SHORT EXERCISE: Restate all of the entries exactly, dropping any pictures they hold.
-- Start --
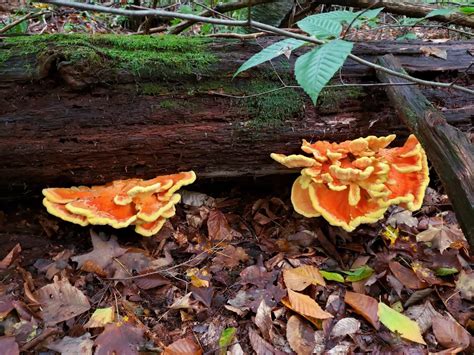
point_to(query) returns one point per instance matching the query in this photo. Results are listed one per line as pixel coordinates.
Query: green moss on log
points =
(332, 98)
(141, 55)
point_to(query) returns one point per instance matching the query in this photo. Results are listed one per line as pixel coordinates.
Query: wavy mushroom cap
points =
(354, 182)
(147, 204)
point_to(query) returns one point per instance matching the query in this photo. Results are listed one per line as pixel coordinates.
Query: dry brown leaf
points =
(185, 346)
(183, 303)
(345, 326)
(61, 301)
(10, 257)
(261, 346)
(73, 346)
(101, 317)
(9, 346)
(230, 257)
(364, 305)
(147, 282)
(465, 285)
(300, 336)
(299, 278)
(218, 227)
(119, 338)
(102, 255)
(434, 52)
(450, 333)
(263, 319)
(306, 306)
(6, 305)
(422, 314)
(406, 276)
(443, 237)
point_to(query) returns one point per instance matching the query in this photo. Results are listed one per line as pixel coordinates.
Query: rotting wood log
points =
(87, 110)
(449, 150)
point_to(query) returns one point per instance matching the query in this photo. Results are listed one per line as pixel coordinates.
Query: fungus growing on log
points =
(355, 182)
(147, 204)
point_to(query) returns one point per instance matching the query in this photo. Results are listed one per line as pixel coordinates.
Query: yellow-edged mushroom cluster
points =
(354, 182)
(147, 204)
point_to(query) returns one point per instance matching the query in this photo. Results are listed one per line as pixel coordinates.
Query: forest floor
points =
(233, 271)
(236, 270)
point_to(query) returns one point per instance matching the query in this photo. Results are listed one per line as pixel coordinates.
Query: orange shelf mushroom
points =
(355, 182)
(147, 204)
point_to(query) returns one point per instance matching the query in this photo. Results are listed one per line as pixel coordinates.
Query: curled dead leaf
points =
(299, 278)
(449, 333)
(364, 305)
(300, 336)
(185, 346)
(306, 306)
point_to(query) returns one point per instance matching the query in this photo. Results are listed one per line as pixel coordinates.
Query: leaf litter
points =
(238, 275)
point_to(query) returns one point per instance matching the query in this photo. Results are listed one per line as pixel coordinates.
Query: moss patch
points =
(271, 106)
(332, 98)
(142, 55)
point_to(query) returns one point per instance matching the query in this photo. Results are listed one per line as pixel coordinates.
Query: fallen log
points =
(87, 110)
(449, 150)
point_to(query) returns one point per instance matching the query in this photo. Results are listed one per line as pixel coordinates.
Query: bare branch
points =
(20, 20)
(219, 9)
(404, 8)
(256, 25)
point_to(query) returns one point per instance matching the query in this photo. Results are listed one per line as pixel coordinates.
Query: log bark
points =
(70, 120)
(449, 150)
(404, 8)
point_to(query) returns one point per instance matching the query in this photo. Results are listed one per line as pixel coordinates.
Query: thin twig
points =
(355, 19)
(20, 20)
(299, 87)
(256, 25)
(422, 26)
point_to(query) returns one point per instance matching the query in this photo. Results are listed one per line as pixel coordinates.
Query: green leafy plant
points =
(314, 69)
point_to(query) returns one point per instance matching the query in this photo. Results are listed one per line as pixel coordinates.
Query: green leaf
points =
(314, 69)
(270, 52)
(410, 21)
(340, 16)
(321, 27)
(397, 322)
(367, 16)
(445, 271)
(440, 12)
(20, 28)
(359, 273)
(332, 276)
(467, 10)
(227, 336)
(407, 36)
(370, 14)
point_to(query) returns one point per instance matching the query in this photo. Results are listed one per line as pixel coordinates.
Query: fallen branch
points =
(404, 8)
(22, 19)
(449, 150)
(219, 9)
(253, 24)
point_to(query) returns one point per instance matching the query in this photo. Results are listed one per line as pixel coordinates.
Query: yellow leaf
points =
(101, 317)
(397, 322)
(391, 234)
(199, 278)
(301, 277)
(306, 306)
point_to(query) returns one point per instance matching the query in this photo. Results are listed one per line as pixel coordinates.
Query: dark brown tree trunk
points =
(69, 120)
(449, 150)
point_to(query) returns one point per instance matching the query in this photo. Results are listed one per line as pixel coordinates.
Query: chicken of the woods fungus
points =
-- End --
THE OUTPUT:
point_to(query) returns one point per instance matching the query in this photo. Results are listed one per line as pixel coordinates.
Query: green moss on log
points =
(332, 98)
(141, 55)
point_to(query) returns one point per instance matching the query in this photo. Results are listed one per line as pixel coordinates.
Query: wavy mushroom cap
points =
(354, 182)
(147, 204)
point_to(query) returns one point per instance matching the query in this photo. Results are listed one per line as pixel coordinates.
Query: dry brown leaf
points =
(185, 346)
(183, 303)
(345, 326)
(61, 301)
(10, 257)
(261, 346)
(73, 346)
(101, 317)
(9, 346)
(230, 257)
(364, 305)
(147, 282)
(465, 285)
(300, 336)
(299, 278)
(218, 227)
(119, 338)
(102, 255)
(434, 52)
(450, 333)
(263, 319)
(306, 306)
(6, 305)
(422, 314)
(406, 276)
(443, 237)
point_to(query) returns one point per instance matching the query in this photo. Results are listed one per line as pixel coordinates.
Query: rotting wood log
points =
(87, 110)
(449, 150)
point_to(query) returns one point per instance matching the query in this photo. Results are listed one per line as pixel coordinates.
Query: fungus growing on log
points =
(355, 182)
(147, 204)
point_to(query) returns one point per instance matching the query in this photo. Results are listed one per line as pixel coordinates.
Query: yellow-edged mushroom cluster
points =
(354, 182)
(147, 204)
point_to(query) returns one point per instance matching the query in this photo. Results are listed one per line as pixel coordinates.
Query: forest floor
points =
(233, 271)
(236, 270)
point_to(query) returns one point per instance matching the query in this photo. Results are listed one per line as pixel coordinates.
Query: orange shelf mushroom
points =
(355, 182)
(147, 204)
point_to(query) returns one point per instance matching the query in this photo. Results are listed one per line as pixel coordinates.
Query: curled dead leaf
points =
(299, 278)
(449, 333)
(364, 305)
(300, 336)
(185, 346)
(306, 306)
point_to(query) returns one point per instance matching the query in this photo. Results are listed one per line as pixel coordinates.
Query: leaf litter
points =
(238, 275)
point_to(query) returns one point per instance matching the query in this photo. Results are listed one per line as pixel coordinates.
Query: moss patch
points =
(271, 106)
(332, 98)
(142, 55)
point_to(query) returns one point per instance matching the query in this photo. Results are listed one per line as pixel coordinates.
Query: fallen log
points =
(87, 110)
(449, 150)
point_to(query) returns one point per instance matching the query in this photo. Results are listed one per line as pixel coordinates.
Query: bare branch
points =
(20, 20)
(219, 9)
(404, 8)
(256, 25)
point_to(query) returns one point per instance matching the query in this photo. Results are listed one per line as pixel coordinates.
Query: log bark
points =
(70, 120)
(449, 150)
(404, 8)
point_to(query) returns one point per instance matching the query in this photo. Results are listed one per line as pixel coordinates.
Query: thin twig
points =
(355, 19)
(20, 20)
(299, 87)
(256, 25)
(422, 26)
point_to(query) returns one point per instance matching the query in this photo. Results are listed one per line as pixel coordinates.
Query: green leafy plant
points =
(314, 69)
point_to(query) returns one point per instance matching the query in this photo. Results are listed one per line as pixel coordinates.
Query: green leaf
points =
(314, 69)
(270, 52)
(410, 21)
(340, 16)
(321, 27)
(397, 322)
(367, 16)
(445, 271)
(440, 12)
(20, 28)
(359, 273)
(332, 276)
(467, 10)
(227, 336)
(407, 36)
(370, 14)
point_to(query) returns one point per instance matching the query in this photo. Results are listed one per line as pixel coordinates.
Query: fallen branch
points =
(404, 8)
(22, 19)
(449, 150)
(219, 9)
(253, 24)
point_to(query) returns one point per instance matching the query in this photo. Results are listed one per line as pixel coordinates.
Query: yellow leaf
points =
(101, 317)
(397, 322)
(391, 234)
(199, 278)
(301, 277)
(306, 306)
point_to(query) returns one point per instance matching the query in this photo. Results are listed one per line as pixel coordinates.
Query: dark brown tree trunk
points =
(69, 120)
(449, 150)
point_to(query) returns one point per instance matching the query in this photo. Results are listed one per line as pixel coordinates.
Query: chicken of the woods fungus
points =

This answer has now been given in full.